DOCUMENT EXCERPT »
###

Contagious recommends: 9 books every advertising creative should read 

Books that explain and inspire creativity

Creativity is an amorphous thing and writing about it can sometimes feel like trying to nail smoke to a wall.

But there are authors who have succeeded in bringing insight and clarity to the subject.

These are the books, in no particular order, that Contagious’ editors and strategists have found the most useful for understanding the processes that lead to original thinking, as well as creativity’s role within advertising.

1. Why Does the Pedlar Sing? by Paul Feldwick 

As the old adage tells us, ‘They don’t call it show business for nothing,’ and Paul Feldwick’s book Why Does the Pedlar Sing? is an urgent reminder to his own industry that selling and entertainment go hand in hand – or at least that they did, and they probably still should. 

It’s not a fashionable view, but Feldwick’s case is compelling and thorough. He argues that Adland’s relentless quest for rationality, respectability and, increasingly, awards has come at the expense of popularity and efficacy; that the industry is playing to its peer group rather than to The People. 

To show us how we got here, Feldwick takes us back to the days before mass media, when guile and showmanship – the ability to gather and hold a crowd – were an established route to commercial success.  

He draws a line from the patter and performance of itinerant hawkers to the scale and ambition of PT Barnum’s energetic pursuit of celebrity and spectacle. Indeed, the author sees the impresario’s instinctive ability to manufacture fame as a template for the modern business of building brands. ‘Barnum understood from the outset not just how to work the media, and how to work the crowd,’ says Feldwick, ‘he also understood how to use the media to influence the crowd and how to use the crowd to influence the media.’  

Feldwick also argues that the creation of fame is the most important role of advertising, making a link from the bombast of Barnum to the Ehrenberg-Bass Institute’s well-researched model for how brands grow. The relatively dry language of mental and physical availability has won over a generation of marketers: the point Feldwick drives home is that the hard science of Sharp and Romaniuk backs up the enduring efficacy of the soft sell.

###

LIST OF TASKS »
A - In the listing, substitute "Object" for "Target", changing nothing else; begin at the line that has "Please locate the row" and stop after the last line of the listing.
B - Could you pick up the article recommending books for advertising creatives and continue it from its final sentence?
The article and the listing that follows it come from unrelated sources.

DATA LISTING »
###

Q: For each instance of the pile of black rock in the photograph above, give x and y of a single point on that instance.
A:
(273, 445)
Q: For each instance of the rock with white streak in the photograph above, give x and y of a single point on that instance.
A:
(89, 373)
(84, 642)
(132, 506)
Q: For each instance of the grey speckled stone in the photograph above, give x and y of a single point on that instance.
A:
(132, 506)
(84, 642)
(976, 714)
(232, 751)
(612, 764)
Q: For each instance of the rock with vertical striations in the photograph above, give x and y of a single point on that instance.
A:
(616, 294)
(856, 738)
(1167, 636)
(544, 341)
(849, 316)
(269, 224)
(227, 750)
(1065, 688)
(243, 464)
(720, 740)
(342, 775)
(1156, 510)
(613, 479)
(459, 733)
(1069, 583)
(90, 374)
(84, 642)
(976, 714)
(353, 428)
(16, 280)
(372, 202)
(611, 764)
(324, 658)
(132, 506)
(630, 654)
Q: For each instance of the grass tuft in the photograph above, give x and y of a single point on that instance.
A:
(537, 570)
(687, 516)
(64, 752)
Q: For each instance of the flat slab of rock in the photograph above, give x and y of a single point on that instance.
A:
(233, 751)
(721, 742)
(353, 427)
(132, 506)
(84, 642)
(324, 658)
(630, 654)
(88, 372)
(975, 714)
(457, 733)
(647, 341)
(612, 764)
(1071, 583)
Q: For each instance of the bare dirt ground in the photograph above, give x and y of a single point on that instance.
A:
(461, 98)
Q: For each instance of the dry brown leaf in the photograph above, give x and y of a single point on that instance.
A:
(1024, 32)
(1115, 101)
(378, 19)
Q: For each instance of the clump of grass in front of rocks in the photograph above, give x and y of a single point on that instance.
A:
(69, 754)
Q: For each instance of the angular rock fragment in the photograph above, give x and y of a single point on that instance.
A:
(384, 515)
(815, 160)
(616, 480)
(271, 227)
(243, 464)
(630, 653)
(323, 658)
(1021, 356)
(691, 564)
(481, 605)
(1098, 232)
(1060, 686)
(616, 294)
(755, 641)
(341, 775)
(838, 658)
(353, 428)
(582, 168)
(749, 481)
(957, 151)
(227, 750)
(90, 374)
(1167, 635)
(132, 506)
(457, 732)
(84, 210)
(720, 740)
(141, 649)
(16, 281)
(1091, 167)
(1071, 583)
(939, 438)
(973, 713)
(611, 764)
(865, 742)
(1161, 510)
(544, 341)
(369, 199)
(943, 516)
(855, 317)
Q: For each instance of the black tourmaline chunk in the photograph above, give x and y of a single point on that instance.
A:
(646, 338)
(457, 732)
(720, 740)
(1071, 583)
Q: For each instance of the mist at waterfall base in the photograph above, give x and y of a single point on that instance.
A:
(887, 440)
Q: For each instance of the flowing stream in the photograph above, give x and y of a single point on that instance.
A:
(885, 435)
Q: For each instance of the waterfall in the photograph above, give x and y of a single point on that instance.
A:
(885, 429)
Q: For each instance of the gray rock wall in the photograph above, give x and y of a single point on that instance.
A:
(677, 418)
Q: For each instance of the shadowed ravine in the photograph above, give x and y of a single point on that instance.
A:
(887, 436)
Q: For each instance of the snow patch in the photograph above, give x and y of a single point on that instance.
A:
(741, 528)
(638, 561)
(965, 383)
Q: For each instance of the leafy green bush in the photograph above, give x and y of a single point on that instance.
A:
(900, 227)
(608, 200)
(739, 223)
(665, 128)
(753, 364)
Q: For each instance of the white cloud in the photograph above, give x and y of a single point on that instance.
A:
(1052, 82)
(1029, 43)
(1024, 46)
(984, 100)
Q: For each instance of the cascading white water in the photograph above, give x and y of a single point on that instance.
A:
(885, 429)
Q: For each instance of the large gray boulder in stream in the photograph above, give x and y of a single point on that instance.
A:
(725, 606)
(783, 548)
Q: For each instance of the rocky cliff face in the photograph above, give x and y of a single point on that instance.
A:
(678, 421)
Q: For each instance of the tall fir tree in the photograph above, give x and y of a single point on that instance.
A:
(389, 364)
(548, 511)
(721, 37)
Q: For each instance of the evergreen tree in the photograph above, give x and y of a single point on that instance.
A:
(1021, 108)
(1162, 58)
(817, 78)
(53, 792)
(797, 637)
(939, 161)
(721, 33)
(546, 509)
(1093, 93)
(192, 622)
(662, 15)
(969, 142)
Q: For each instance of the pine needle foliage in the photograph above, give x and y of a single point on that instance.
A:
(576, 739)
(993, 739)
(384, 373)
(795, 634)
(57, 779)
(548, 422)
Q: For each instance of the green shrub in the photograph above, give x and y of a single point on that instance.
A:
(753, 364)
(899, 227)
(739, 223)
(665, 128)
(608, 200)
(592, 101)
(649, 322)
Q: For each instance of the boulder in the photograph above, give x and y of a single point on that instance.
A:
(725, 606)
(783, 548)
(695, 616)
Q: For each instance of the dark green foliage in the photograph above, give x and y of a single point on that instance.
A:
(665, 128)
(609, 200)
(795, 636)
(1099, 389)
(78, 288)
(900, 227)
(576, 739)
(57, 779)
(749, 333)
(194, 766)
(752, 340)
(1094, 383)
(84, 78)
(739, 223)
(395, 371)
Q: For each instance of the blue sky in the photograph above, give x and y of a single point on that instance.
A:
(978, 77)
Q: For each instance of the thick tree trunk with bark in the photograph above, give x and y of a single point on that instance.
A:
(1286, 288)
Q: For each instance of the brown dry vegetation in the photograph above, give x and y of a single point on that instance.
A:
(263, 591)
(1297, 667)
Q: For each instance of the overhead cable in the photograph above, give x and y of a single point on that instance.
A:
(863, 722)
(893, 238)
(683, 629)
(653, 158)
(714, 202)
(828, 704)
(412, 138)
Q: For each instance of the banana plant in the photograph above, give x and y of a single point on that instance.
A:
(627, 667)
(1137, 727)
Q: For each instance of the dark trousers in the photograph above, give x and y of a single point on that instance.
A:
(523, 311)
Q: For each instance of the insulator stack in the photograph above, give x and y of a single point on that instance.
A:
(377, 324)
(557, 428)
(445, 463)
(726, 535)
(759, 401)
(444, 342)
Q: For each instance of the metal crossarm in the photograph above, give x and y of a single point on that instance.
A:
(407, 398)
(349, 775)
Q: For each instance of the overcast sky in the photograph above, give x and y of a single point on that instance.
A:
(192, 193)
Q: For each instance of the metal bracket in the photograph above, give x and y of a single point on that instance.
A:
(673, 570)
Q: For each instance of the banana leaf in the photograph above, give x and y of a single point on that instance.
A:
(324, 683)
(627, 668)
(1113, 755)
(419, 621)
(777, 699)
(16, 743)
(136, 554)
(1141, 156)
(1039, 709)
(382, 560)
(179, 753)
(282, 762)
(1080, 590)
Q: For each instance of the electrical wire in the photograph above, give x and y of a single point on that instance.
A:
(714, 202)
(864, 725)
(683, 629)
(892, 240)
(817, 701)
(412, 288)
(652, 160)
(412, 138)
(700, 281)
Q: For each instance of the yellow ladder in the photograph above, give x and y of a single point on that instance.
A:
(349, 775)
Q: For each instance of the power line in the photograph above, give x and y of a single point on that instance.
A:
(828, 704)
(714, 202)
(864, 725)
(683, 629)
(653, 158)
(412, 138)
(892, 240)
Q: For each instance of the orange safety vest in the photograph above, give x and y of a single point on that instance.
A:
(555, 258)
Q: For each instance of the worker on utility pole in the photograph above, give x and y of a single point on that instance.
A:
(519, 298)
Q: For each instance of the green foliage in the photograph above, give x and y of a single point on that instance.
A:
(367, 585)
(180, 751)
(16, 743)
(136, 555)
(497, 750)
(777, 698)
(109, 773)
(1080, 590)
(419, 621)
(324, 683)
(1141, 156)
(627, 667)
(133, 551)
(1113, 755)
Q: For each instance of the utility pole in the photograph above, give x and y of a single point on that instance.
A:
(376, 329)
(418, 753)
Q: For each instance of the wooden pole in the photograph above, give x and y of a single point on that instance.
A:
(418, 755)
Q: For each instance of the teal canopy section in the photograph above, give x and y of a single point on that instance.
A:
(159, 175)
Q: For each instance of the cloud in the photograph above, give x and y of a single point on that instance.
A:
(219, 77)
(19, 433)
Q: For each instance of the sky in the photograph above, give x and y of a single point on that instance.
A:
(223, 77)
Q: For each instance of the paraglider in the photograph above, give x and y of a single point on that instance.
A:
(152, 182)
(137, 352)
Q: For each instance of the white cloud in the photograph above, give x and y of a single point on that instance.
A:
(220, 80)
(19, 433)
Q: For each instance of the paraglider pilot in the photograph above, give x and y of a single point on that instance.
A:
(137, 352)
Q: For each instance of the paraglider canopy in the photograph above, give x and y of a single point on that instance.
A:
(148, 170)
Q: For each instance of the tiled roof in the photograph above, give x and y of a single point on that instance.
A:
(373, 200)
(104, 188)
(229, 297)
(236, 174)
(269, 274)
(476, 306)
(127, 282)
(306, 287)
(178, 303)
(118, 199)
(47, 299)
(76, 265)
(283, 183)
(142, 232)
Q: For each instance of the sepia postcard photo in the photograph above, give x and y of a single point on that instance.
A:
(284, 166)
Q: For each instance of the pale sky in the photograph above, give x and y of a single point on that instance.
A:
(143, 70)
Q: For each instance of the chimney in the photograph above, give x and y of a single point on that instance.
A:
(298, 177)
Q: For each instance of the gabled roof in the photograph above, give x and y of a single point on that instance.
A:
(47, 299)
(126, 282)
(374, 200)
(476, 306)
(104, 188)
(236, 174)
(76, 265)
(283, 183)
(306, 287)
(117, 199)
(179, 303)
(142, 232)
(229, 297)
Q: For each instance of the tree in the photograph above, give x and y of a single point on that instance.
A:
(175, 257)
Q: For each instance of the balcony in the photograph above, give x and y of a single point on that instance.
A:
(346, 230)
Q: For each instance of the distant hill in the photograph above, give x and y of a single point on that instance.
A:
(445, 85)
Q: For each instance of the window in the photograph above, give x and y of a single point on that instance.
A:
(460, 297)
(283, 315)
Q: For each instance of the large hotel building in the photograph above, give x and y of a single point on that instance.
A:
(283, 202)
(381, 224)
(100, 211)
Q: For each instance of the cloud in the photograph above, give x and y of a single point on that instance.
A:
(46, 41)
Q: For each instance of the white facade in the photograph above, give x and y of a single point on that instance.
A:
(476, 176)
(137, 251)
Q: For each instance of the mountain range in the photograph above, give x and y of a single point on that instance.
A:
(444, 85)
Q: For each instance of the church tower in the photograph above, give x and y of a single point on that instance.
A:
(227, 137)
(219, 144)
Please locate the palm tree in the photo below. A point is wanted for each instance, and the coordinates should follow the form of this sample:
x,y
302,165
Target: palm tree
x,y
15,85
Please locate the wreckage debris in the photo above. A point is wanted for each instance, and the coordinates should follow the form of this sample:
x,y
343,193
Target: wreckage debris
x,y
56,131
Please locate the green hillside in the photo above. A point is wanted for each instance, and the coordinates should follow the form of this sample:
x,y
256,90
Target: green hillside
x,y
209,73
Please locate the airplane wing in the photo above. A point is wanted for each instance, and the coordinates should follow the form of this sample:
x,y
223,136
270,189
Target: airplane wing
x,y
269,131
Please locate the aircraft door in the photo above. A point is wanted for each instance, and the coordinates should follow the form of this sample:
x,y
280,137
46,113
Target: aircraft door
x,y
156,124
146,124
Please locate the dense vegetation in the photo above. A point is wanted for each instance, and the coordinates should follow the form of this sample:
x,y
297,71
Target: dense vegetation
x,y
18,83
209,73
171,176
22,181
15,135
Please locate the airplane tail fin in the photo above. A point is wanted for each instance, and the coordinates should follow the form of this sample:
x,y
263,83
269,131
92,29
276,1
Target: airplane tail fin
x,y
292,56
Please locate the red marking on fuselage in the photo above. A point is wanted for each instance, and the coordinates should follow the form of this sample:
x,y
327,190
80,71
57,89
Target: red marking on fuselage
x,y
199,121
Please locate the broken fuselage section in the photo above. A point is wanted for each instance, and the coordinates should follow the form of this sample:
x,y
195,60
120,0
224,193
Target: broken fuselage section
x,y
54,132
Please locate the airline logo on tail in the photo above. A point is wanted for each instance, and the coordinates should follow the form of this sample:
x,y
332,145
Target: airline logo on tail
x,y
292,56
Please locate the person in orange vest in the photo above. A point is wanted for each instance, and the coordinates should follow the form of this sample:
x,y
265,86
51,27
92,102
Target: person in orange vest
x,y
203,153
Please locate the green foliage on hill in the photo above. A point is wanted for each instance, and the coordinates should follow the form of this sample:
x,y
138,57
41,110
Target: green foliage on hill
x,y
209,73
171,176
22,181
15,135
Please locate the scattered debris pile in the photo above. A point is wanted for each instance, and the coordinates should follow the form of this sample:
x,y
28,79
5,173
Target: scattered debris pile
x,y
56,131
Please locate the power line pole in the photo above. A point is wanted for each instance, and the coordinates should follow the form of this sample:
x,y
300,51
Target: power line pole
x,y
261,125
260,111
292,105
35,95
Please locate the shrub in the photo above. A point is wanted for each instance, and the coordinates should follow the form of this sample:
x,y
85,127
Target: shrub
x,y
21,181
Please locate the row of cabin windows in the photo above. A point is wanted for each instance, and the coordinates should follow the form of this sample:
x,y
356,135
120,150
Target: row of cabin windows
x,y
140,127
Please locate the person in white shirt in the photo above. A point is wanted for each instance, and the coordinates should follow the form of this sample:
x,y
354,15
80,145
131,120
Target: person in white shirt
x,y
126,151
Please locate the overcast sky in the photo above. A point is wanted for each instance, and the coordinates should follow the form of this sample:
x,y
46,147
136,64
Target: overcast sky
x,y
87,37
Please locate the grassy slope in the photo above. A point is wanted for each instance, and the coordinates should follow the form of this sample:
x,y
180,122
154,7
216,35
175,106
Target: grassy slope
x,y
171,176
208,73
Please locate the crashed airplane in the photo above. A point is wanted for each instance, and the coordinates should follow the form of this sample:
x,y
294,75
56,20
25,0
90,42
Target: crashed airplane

###

THE REPLIES »
A -
Please locate the row of cabin windows in the photo above. A point is wanted for each instance, and the coordinates should follow the form of this sample:
x,y
356,135
120,150
Object: row of cabin windows
x,y
140,127
Please locate the person in white shirt in the photo above. A point is wanted for each instance, and the coordinates should follow the form of this sample:
x,y
354,15
80,145
131,120
Object: person in white shirt
x,y
126,151
Please locate the overcast sky in the photo above. A point is wanted for each instance, and the coordinates should follow the form of this sample:
x,y
46,147
136,64
Object: overcast sky
x,y
87,37
Please locate the grassy slope in the photo above. A point is wanted for each instance, and the coordinates should follow the form of this sample:
x,y
180,122
154,7
216,35
175,106
Object: grassy slope
x,y
171,176
208,73
Please locate the crashed airplane in the photo above. A point is wanted for each instance, and the coordinates should follow the form of this sample:
x,y
294,75
56,20
25,0
90,42
Object: crashed airplane

B -
The difficulty, of course, is that the stuff that people respond to – playfulness, rhyme, jingles, characters, humour, storytelling – is not especially cool, and Feldwick has thoughts on that too… We’re huge fans of, and believers in, the commercial impact of creativity at Contagious, but Feldwick’s analysis of the cultish status that’s grown up around ‘the C-word’ offers a mind-broadening perspective that everyone in advertising would benefit from studying. 

In fact, whether you work client-side, or in an agency, if you want your advertising to refresh the parts other brands cannot reach, Why Does the Pedlar Sing? should be required reading. Simples. 

Key quote: ‘If there is a choice to be made between efficiency and thinking big, you cannot afford to be efficient if you want to be famous’

By Katrina Stirton Dodd, editor-at-large

2. Predatory Thinking, by Dave Trott 

Predatory Thinking is Aesop’s Fables for advertising.

There’s really not much more to it than that.

Trott tells anecdotes from his own life and career, from history and the news, and then explains how they demonstrate creativity.

And he does it in his own inimitable style.

One sentence per paragraph.

I say inimitable, but if anything it’s too imitable.

Lots of people write like this now, especially on LinkedIn, where it is sometimes called ‘broetry’.

Trott is better at it than most, though.

I suspect that he occasionally embellishes or simplifies his anecdotes to fit a narrative but that’s forgivable.

The book’s job is to inspire creative thinking and it does that job well.

If Predatory Thinking has a theme it is that creativity is not aesthetics but a ruthless mindset that changes contexts to solve problems.

It’s probably not the first book you should read to understand advertising and definitely not the only one, but you absolutely should read it.

It’s entertaining and incredibly easy to digest.

Pop it next to your loo and you’ll be done in a couple of weeks.

Depending on how regular you are.

Key Quote: ‘90% of thinking ignores the context.

Which is why most thinking doesn’t work.

What works is out-thinking the problem.

Faced with a problem you can’t solve, get up stream and change the context.

Change it to a problem you can solve.’

By James Swift, online editor

3. Alchemy: The Surprising Power of Ideas That Don't Make Sense, by Rory Sutherland 

While I’m almost certain that Spectator columnist Rory Sutherland doesn’t share my particular brand of politics, I can think of no adland figure I’d rather find myself sitting beside at a dinner party. In our polarised times, this fanboy admission must surely serve as the most ringing of endorsements for just how captivating a man Sutherland can be.

His book makes a compelling and fascinating case for irrational thinking in a world that is seemingly increasingly enraptured by logic. Put another way, it is the complete antithesis of just about anything you’re likely to find in a management consultant’s PowerPoint presentation.

The book’s central focus is on relentlessly demonstrating how nonsensical ideas have a peculiar capacity to unlock tricky briefs. One observation that Sutherland muses on in the early chapters is that human beings are inherently irrational creatures. Indeed, he points out that rationality is not necessarily an evolutionary advantage, and as a result hasn’t been selected for over millennia; the thought being that rationality merely serves to breed predictability, which in turn only results in you ending up as someone’s lunch.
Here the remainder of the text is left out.